Passage

-*-*-

Friday, July 27, 2007

 

More On Democracy Skeptic Bryan Caplan


The article at the link below takes a fly-on-the-wall view of democracy-basher Bryan Caplan as he preaches to the choir - i.e., the Cato Institute and its fellow travelers. Despite the sympathetic sponsorship, a few sages at the event offered their critiques. Moderator Will Wilkinson, himself a Cato editor, asked Caplan if low voter turnout was a bad thing. Caplan retorted that it wasn't because it kept the dummies out of the polls, and better educated folks voted more often than the dumb folks anyway. He also urged passivity on the part of uneducated citizens, "If you can either encourage people who don't know what they're doing to not vote or at least not encourage them to vote, or you could have massive public education to raise the level of awareness in everyone up to the level of a Ph.D. -- if there are even such resources in the universe -- I think it's better to just encourage people to be lazy. Say, 'You know, if you don't really know what's going on, it would actually be the more responsible thing not to participate.'"

Caplan railed against the "irrationality" of voters worldwide, even venturing to rank countries by their level of irrationality. The French - the people who brought us Pascal, Descartes and Poincare - were particularly "irrational", according to him. Caplan trumpeted his notion that citizens of all countries should abdicate their will to the consensus of economists.

-*-*-

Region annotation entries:
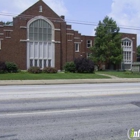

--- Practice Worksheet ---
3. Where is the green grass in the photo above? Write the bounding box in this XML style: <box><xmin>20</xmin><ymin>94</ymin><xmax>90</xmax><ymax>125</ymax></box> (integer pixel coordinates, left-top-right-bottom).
<box><xmin>96</xmin><ymin>71</ymin><xmax>140</xmax><ymax>78</ymax></box>
<box><xmin>0</xmin><ymin>72</ymin><xmax>109</xmax><ymax>80</ymax></box>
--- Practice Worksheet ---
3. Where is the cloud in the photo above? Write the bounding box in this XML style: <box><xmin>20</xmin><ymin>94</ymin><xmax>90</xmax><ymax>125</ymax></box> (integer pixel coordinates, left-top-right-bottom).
<box><xmin>0</xmin><ymin>0</ymin><xmax>68</xmax><ymax>21</ymax></box>
<box><xmin>109</xmin><ymin>0</ymin><xmax>140</xmax><ymax>44</ymax></box>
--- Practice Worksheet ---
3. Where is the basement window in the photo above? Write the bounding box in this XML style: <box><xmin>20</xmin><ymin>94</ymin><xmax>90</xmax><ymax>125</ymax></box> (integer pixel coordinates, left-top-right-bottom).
<box><xmin>5</xmin><ymin>31</ymin><xmax>11</xmax><ymax>38</ymax></box>
<box><xmin>75</xmin><ymin>43</ymin><xmax>79</xmax><ymax>52</ymax></box>
<box><xmin>87</xmin><ymin>40</ymin><xmax>92</xmax><ymax>48</ymax></box>
<box><xmin>39</xmin><ymin>6</ymin><xmax>42</xmax><ymax>12</ymax></box>
<box><xmin>0</xmin><ymin>40</ymin><xmax>1</xmax><ymax>50</ymax></box>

-*-*-

Instructions
1. Answer these questions using the post on Bryan Caplan:
(a) Who moderated the event, and what position did he hold?
(b) The people of which country did Caplan call particularly "irrational"?
(c) According to Caplan, citizens of all countries should abdicate their will to whose consensus?
2. Shorten the paragraph of the post on Bryan Caplan that opens with "Caplan railed against" into a bulleted list that keeps its main facts.
3. Carry on the post on Bryan Caplan from the point where it stops.
These records were taken from a separate source.

Expected responses
1.
(a) Will Wilkinson, a Cato editor.
(b) France.
(c) The consensus of economists.

2.
- Caplan criticized the "irrationality" of voters worldwide and even ranked countries by how irrational they were.
- He called the French, the people of Pascal, Descartes and Poincare, particularly "irrational."
- He argued that citizens of all countries should abdicate their will to the consensus of economists.

3.
Pew Research Director Scott Keeter critiqued Caplan's assumption that his profession even had a consensus, citing a 1996 survey of economists that found "wildly different views of whether new jobs are lower-paying, whether income is keeping up with the cost of living, and whether tax cuts and regulation are good."

Others questioned why the opinions of economists, even when they were coherently expressed as a consensus, should be more important than those of other experts. For instance, wasn't "the consensus of healthcare experts advocating universal healthcare" possibly more valid than the opinions of others? No, claimed Caplan, because healthcare experts know nothing about economics. Ditto also for lawyers. One suspects that Caplan would dismiss even the framers and amenders of the Constitution for giving U.S. citizens universal suffrage because they, too, were not "economists".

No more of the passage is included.